→ ACTION ITEM A
Answer each question from the influenza vaccine bulletin below, one answer per line.
(i) In which trimester of pregnancy should women be given inactivated influenza vaccine?
(ii) Between 2000 and 2012, in how many seasons did the influenza B strain in the vaccine fail to match the circulating strain type?
(iii) What form of live attenuated influenza vaccine will entirely replace the trivalent form?
→ ACTION ITEM B
Write the next part of the influenza vaccine bulletin below, beginning after its final sentence.

→ EXCERPT TO READ
++++++

City Health Information
Volume 32 (2013) New York City Department of Health and Mental Hygiene No. 3; 11-18
 

IN THIS ISSUE

Influenza Prevention and Control, 2013-2014
  • Vaccinate everyone aged 6 months and older against influenza as early as possible.
  • Give inactivated vaccine to all pregnant women in any trimester.
  • Get your flu vaccination as soon as vaccine becomes available and ensure that your staff does the same.

 

AVAILABLE VACCINES

The 2013-14 influenza vaccine contains an A/California/7/2009-like (2009 H1N1)-virus, an A (H3N2) virus antigenically like the cell-propagated, or cell-grown, virus A/Victoria/361/2011 (A/Texas/50/2012), and a B/Massachusetts/2/2012-like (B/Yamagata lineage) virus. New quadrivalent vaccines will also contain a B/Brisbane/60/2008-like (B/Victoria lineage) virus (4).

Traditional trivalent influenza vaccines protect against 3 strains of influenza virus (2 influenza A and 1 influenza B strain). One of two B strain lineages may predominate each season, and between 2000 and 2012, the influenza B strain included in the vaccine did not match the circulating strain type in 6 of 12 seasons. New quadrivalent vaccines contain antigen from both B strain lineages and may offer additional protection against influenza-related adverse outcomes (31). Inactivated influenza vaccines will be available in both trivalent (IIV3) and quadrivalent (IIV4) forms this season, and will no longer be referred to as trivalent influenza vaccine (TIV). In this introductory season, limited quantities of inactivated quadrivalent vaccines will be available. However, the quadrivalent form of live attenuated influenza vaccine (LAIV4) will replace the trivalent form entirely (2).

++++++

→ DATA SHOWN
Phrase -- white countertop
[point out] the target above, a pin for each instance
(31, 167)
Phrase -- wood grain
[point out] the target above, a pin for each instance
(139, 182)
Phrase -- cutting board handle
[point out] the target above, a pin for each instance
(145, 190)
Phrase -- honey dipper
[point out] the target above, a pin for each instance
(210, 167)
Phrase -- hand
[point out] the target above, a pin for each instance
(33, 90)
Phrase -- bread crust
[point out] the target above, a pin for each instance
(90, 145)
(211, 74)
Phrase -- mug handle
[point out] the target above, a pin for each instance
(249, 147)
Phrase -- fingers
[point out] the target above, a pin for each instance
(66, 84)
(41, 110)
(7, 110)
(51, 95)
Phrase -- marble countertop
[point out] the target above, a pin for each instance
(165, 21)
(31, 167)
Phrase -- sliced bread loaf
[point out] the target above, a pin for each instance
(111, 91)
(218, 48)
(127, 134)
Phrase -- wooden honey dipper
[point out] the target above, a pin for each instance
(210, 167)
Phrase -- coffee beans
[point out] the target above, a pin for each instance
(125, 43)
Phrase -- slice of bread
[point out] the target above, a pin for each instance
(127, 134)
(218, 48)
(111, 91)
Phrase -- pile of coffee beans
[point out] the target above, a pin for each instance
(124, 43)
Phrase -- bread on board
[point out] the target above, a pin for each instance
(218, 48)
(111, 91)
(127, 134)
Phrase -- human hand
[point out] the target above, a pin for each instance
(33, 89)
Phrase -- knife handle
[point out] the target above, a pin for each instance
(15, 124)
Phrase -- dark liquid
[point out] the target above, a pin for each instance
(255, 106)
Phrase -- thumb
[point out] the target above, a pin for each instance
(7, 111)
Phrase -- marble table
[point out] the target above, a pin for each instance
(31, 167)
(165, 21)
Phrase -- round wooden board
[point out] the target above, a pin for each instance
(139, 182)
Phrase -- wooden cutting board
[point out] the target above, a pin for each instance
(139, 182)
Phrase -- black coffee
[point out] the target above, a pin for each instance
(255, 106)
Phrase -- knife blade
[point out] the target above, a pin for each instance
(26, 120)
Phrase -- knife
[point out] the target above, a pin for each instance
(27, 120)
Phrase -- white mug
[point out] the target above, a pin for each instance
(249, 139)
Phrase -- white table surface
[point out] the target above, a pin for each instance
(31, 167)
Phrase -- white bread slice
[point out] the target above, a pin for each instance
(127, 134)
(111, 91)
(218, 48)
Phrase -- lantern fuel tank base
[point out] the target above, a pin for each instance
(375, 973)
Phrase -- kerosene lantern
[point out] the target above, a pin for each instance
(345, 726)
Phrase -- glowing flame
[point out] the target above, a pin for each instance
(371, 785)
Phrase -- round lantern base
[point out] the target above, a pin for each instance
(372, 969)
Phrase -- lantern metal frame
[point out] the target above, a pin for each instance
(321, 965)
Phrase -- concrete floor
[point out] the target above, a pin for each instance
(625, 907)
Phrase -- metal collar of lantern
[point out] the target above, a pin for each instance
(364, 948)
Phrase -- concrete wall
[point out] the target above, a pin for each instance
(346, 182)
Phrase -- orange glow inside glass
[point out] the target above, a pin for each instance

++++++

→ YOUR RESPONSE A
(i) Any trimester.
(ii) 6 of 12 seasons.
(iii) The quadrivalent form (LAIV4).

→ YOUR RESPONSE B
In addition to quadrivalent vaccines, new vaccines will be available that are manufactured using cell-based technologies instead of traditional chicken eggs (Box 6). Recombinant influenza vaccine (RIV3) contains no egg protein and is recommended for use in patients with a history of allergy to egg protein (2). Cell culture-based influenza vaccine (ccIIV3) offers the potential for faster manufacturing since it is not dependent on the supply of eggs or influenza virus.

Providers may wish to choose LAIV4 over IIV for children because of better efficacy of the quadrivalent live vaccine (32-34), but vaccination should not be delayed if LAIV4 is not available. LAIV should not be administered to people with asthma; adults aged 50 years or older; pregnant women; children aged 6 through 23 months; children aged 2 through 4 years who had 1 or more episodes of wheezing in the past 12 months; people with any other underlying medical conditions that predispose them to influenza complications (Box 2) or a history of Guillain-Barré syndrome (GBS); close contacts and caregivers of severely immunosuppressed people who require a protected environment; and people with egg allergy (1,2). See the CDC's Advisory Committee on Immunization Practices' recommendations on vaccine dosing, formulation, and safety. Full prescribing information for all seasonal vaccines.

BOX 6. NEW INFLUENZA VACCINES AVAILABLE IN 2013-14 (2,34,35)
  • FluMist® Quadrivalent—Quadrivalent intranasal live attenuated vaccine (LAIV4) for healthy, nonpregnant people aged 2 to 49. Consider choosing LAIV over inactivated influenza vaccine (IIV) for young children.
  • Fluarix® Quadrivalent—Quadrivalent inactivated vaccine (IIV4) for people aged 3 years and older.
  • Flulaval® Quadrivalent—Quadrivalent inactivated vaccine (IIV4) for people aged 3 years and older. Available in multi-dose vials.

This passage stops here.